## Supplied passage
⁂

Posted on 11/25/2012 2:35:18 PM PST by blam
KRUGMAN: This Is The Chart That Debunks What Everyone Says About The National Debt
Joe Weisenthal
Nov. 25, 2012, 11:05 AM
Paul Krugman posts a simple chart that makes a profound point.
It compares the yield on UK debt vs. US debt.
What should stand out for you, instantly, is that the two countries borrow at virtually identical rates, and have for years.
What this should show to people is that much of the popular stories that people tell about sovereign debt is a myth.
Countries that borrow in their own currencies and can "print" at will don't have default risk, so their borrowing costs are an expression of expectations of future interest rates and growth. The US has been notably profligate since the crisis. The UK (under Cameron) has been prematurely austere. The upshot: it hasn't mattered much on the yield front.
The fact that the UK borrows so cheaply also undermines the idea that somehow the US' reserve currency status is a big game changer it's not.
If you want to get cute, you can throw in German, Japanese, and Australian rates, too, all of which have moved similarly, and all of which have pursued different monetary/fiscal approaches.
Trying to tell a good story about why this or that country has low borrowing costs tends to become difficult.
That being said... as Krugman acknowledges, each of these countries has seen interesting currency fluctuations, the more realistic avenue for global markets to express their "vote" on a country's policy.
(Excerpt) Read more at businessinsider.com ...
This is the poorest economic logic I have seen in a long time. Getting paid with devalued currency is a default risk.
That excellent essay was written just after Keynes abandoned the Versailles conference in disgust. This was some years before Keynes went over to the dark side. The John Maynard Keynes of the 1930’s would never have said or written anything like that.
Can you explain this to me like I am an 8 year old? Confusing. :)
“I have a chart showing that men are taller than women. Do I get a Nobel Prize?”
Careful there...remember an imbecile p-resident got one just by elected 4 years ago. I’d settle for a Cracker Jack prize than a Nobel.
What is missing from this and virtually every single analysis of our finances is : China.
China sells us billions and billions (and billions) more than we sell China.
There are two reasons for that.
First off, back when we could have changed that, we were more concerned with getting access to China.

⁂

## Data for this task
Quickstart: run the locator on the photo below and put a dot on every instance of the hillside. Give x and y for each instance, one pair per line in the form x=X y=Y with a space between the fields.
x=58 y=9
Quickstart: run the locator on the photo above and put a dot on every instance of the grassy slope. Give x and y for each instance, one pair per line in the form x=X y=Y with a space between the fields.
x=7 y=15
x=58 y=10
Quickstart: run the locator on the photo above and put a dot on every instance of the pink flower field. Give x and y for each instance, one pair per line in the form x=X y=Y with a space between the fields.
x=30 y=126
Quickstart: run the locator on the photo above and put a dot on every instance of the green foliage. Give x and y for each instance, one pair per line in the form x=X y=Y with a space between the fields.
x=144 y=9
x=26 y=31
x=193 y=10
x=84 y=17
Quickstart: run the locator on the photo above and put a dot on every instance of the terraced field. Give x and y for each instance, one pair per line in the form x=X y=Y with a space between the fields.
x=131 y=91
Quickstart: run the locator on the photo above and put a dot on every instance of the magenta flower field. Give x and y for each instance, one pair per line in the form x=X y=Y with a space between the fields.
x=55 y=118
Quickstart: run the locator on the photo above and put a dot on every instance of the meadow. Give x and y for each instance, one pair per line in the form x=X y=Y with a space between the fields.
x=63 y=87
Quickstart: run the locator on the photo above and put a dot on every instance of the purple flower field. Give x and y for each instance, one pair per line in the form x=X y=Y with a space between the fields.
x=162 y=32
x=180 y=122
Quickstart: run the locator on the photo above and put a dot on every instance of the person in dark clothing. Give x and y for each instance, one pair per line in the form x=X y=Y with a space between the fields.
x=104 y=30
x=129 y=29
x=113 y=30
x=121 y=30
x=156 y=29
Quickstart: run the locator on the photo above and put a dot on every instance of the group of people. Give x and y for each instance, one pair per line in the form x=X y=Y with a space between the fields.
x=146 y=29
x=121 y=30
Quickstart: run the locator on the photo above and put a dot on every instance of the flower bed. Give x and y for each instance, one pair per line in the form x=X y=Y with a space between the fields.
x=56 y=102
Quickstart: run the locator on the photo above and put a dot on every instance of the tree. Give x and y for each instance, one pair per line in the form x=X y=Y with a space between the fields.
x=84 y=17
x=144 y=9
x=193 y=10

⁂

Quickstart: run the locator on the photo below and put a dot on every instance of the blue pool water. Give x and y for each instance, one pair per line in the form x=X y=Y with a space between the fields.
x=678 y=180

⁂

## Problems
• 1. For each statement about the national debt post, say yes or no and quote the post's words that settle it. (a) The chart in the post compares the yield on UK debt with the yield on US debt. (b) The post describes the UK under Cameron as profligate since the crisis. (c) The post holds that US reserve currency status is a big game changer.
• 2. Pick out and copy every line of the records that contains the string "below", matching case exactly.
The national debt post and the records were drawn from unrelated sources.

## Responses
• 1.
(a) Yes: "It compares the yield on UK debt vs. US debt."
(b) No: "The UK (under Cameron) has been prematurely austere."
(c) No: "undermines the idea that somehow the US' reserve currency status is a big game changer it's not."

• 2.
Quickstart: run the locator on the photo below and put a dot on every instance of the hillside. Give x and y for each instance, one pair per line in the form x=X y=Y with a space between the fields.
Quickstart: run the locator on the photo below and put a dot on every instance of the blue pool water. Give x and y for each instance, one pair per line in the form x=X y=Y with a space between the fields.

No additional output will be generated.